Dataset items:
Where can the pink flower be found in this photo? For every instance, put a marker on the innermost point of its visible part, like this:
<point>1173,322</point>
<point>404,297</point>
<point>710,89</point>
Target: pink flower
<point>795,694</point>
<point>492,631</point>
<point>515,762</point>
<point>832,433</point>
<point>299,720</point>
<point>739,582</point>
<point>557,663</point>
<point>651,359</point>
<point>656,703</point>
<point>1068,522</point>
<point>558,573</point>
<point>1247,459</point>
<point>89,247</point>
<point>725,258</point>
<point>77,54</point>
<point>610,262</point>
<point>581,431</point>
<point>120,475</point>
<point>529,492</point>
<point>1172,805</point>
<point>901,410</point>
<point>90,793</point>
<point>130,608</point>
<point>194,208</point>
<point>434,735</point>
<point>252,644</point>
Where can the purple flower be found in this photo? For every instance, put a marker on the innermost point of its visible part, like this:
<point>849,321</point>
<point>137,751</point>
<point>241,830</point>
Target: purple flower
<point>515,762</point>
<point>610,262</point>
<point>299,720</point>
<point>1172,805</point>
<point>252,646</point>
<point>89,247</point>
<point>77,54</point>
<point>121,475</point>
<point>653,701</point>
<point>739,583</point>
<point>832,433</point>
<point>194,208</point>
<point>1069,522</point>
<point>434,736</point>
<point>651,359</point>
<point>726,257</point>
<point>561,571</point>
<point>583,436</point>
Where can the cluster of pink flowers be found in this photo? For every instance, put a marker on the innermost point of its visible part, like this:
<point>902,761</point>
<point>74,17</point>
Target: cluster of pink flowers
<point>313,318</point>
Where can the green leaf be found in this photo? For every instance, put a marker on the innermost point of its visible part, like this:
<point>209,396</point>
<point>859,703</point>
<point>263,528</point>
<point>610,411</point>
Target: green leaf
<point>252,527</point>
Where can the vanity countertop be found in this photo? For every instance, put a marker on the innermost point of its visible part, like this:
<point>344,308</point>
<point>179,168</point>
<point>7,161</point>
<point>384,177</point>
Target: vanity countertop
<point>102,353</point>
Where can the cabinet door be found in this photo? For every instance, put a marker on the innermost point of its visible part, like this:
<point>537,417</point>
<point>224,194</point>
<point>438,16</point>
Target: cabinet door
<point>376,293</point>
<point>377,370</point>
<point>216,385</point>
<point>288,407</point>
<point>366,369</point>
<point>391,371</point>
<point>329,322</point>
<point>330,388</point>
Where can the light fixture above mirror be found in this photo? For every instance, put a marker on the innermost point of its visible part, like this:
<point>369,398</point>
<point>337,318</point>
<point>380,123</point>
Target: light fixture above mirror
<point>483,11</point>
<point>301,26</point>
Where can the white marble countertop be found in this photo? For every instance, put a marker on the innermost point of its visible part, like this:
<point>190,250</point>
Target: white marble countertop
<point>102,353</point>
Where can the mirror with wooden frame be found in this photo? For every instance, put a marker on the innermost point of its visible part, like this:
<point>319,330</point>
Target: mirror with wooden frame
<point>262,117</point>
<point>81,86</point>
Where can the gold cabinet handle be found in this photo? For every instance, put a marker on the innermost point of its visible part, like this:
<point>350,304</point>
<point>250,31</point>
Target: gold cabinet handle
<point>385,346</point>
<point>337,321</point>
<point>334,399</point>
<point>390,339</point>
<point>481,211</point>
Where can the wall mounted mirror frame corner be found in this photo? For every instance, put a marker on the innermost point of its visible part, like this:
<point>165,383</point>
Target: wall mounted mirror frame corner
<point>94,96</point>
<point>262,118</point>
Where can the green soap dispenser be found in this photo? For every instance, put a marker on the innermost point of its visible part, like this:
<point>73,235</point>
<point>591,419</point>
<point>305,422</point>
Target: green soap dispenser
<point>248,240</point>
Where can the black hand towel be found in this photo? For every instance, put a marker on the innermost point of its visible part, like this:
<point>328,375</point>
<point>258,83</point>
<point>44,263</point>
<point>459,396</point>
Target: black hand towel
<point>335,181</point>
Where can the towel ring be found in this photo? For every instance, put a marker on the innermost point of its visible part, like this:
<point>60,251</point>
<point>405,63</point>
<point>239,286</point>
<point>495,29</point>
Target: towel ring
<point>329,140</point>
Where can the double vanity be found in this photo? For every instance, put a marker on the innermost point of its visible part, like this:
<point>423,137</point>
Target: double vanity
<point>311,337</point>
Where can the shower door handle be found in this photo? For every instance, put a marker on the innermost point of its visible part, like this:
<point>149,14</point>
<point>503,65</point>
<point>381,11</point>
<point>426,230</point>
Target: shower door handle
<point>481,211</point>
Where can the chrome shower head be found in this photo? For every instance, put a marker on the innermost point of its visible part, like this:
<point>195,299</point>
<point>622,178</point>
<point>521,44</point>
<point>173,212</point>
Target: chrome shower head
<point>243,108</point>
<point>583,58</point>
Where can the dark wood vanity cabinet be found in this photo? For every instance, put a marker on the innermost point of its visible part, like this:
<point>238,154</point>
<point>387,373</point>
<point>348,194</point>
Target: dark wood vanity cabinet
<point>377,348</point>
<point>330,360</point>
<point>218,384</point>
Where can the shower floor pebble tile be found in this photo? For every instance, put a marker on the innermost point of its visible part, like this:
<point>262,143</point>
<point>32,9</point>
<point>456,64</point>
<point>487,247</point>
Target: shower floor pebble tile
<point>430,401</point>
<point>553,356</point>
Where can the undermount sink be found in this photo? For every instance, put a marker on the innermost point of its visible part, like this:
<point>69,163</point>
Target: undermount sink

**Exercise goal:**
Make an exact copy of every line in the data.

**Problem solution:**
Where can the pink flower be found in this photo? For every instance, put a marker on the innermost point of its visible part, like this:
<point>1173,322</point>
<point>404,297</point>
<point>710,89</point>
Target: pink flower
<point>795,694</point>
<point>492,631</point>
<point>515,762</point>
<point>832,433</point>
<point>299,720</point>
<point>739,582</point>
<point>557,663</point>
<point>651,359</point>
<point>656,703</point>
<point>1068,522</point>
<point>558,573</point>
<point>1247,459</point>
<point>89,247</point>
<point>725,258</point>
<point>77,54</point>
<point>610,262</point>
<point>581,431</point>
<point>120,475</point>
<point>529,492</point>
<point>1172,805</point>
<point>901,410</point>
<point>90,793</point>
<point>130,608</point>
<point>194,208</point>
<point>434,735</point>
<point>252,644</point>
Where can the purple flower be found in this photo? For every instance, put a marker on the innermost point of its visible part, like this:
<point>849,321</point>
<point>137,751</point>
<point>241,830</point>
Target: purple flower
<point>515,762</point>
<point>610,262</point>
<point>299,720</point>
<point>1172,805</point>
<point>252,646</point>
<point>89,247</point>
<point>77,54</point>
<point>121,475</point>
<point>653,701</point>
<point>739,583</point>
<point>832,433</point>
<point>194,208</point>
<point>1069,522</point>
<point>434,736</point>
<point>651,359</point>
<point>726,257</point>
<point>561,571</point>
<point>583,436</point>
Where can the cluster of pink flowers be found in this photo? For every instance, put a marker on the innermost point of its visible part, like this:
<point>902,761</point>
<point>74,17</point>
Target: cluster of pink flowers
<point>313,318</point>
Where can the green leaf be found in this photo? For every instance, put a marker on the innermost point of its visible part, like this:
<point>209,396</point>
<point>859,703</point>
<point>263,528</point>
<point>610,411</point>
Target: green leaf
<point>252,527</point>
Where can the vanity countertop be found in this photo? For every instance, put a marker on the innermost point of its visible part, like this:
<point>344,308</point>
<point>179,168</point>
<point>7,161</point>
<point>384,177</point>
Target: vanity countertop
<point>102,353</point>
Where can the cabinet door be found in this photo? For every instance, put a marker on the innermost point of its visible part, like this:
<point>537,417</point>
<point>224,194</point>
<point>438,16</point>
Target: cabinet door
<point>376,293</point>
<point>377,370</point>
<point>216,385</point>
<point>288,407</point>
<point>366,369</point>
<point>391,371</point>
<point>329,322</point>
<point>330,388</point>
Where can the light fixture above mirror be found in this photo? For every instance, put a marker on the innermost point of its visible part, like this:
<point>369,398</point>
<point>337,318</point>
<point>380,123</point>
Target: light fixture above mirror
<point>483,11</point>
<point>301,26</point>
Where can the white marble countertop be found in this photo? For every instance, put a marker on the innermost point of its visible part, like this:
<point>190,250</point>
Target: white marble countertop
<point>102,353</point>
Where can the mirror with wooden frame be found in this photo? For every instance, put a marker on the innermost point of its visible part, like this:
<point>319,330</point>
Target: mirror with wooden frame
<point>262,117</point>
<point>81,86</point>
Where can the gold cabinet handle be found in this photo? For every instance, put a marker on the innermost point of its visible part, like this:
<point>350,304</point>
<point>250,31</point>
Target: gold cabinet handle
<point>385,346</point>
<point>337,321</point>
<point>334,399</point>
<point>390,339</point>
<point>481,211</point>
Where can the wall mounted mirror frame corner be found in this photo? For every instance, put a marker on the innermost point of its visible part, like this:
<point>165,383</point>
Target: wall mounted mirror frame corner
<point>94,96</point>
<point>262,118</point>
Where can the green soap dispenser be found in this photo? For every instance, put a marker on the innermost point of its visible part, like this:
<point>73,235</point>
<point>591,419</point>
<point>305,422</point>
Target: green soap dispenser
<point>248,240</point>
Where can the black hand towel be found in this photo? For every instance, put a marker on the innermost point of its visible part, like this:
<point>328,375</point>
<point>258,83</point>
<point>44,263</point>
<point>459,396</point>
Target: black hand towel
<point>335,181</point>
Where can the towel ring be found in this photo? For every instance, put a marker on the innermost point of its visible part, like this:
<point>60,251</point>
<point>405,63</point>
<point>239,286</point>
<point>495,29</point>
Target: towel ring
<point>329,140</point>
Where can the double vanity be found in this photo? For every instance, put a marker on the innermost point of its visible part, like this:
<point>423,137</point>
Target: double vanity
<point>311,337</point>
Where can the shower door handle be found in this photo? For every instance, put a marker on the innermost point of its visible part, like this:
<point>149,14</point>
<point>503,65</point>
<point>381,11</point>
<point>426,230</point>
Target: shower door handle
<point>481,211</point>
Where can the chrome shower head be found in this photo? For every instance, put a marker on the innermost point of its visible part, like this:
<point>195,299</point>
<point>622,178</point>
<point>521,44</point>
<point>173,212</point>
Target: chrome shower head
<point>243,108</point>
<point>583,58</point>
Where can the dark wood vanity cabinet be found in this photo? For every instance, put a marker on the innermost point of its visible part, like this:
<point>238,154</point>
<point>387,373</point>
<point>348,194</point>
Target: dark wood vanity cabinet
<point>377,348</point>
<point>330,360</point>
<point>218,384</point>
Where can the shower floor pebble tile be found in this photo? For every instance, put a marker on the innermost point of its visible part, like this:
<point>262,143</point>
<point>32,9</point>
<point>456,64</point>
<point>487,247</point>
Target: shower floor pebble tile
<point>430,401</point>
<point>553,356</point>
Where can the undermount sink be found in this photo? For every instance, put a marker on the innermost point of its visible part, like this:
<point>69,163</point>
Target: undermount sink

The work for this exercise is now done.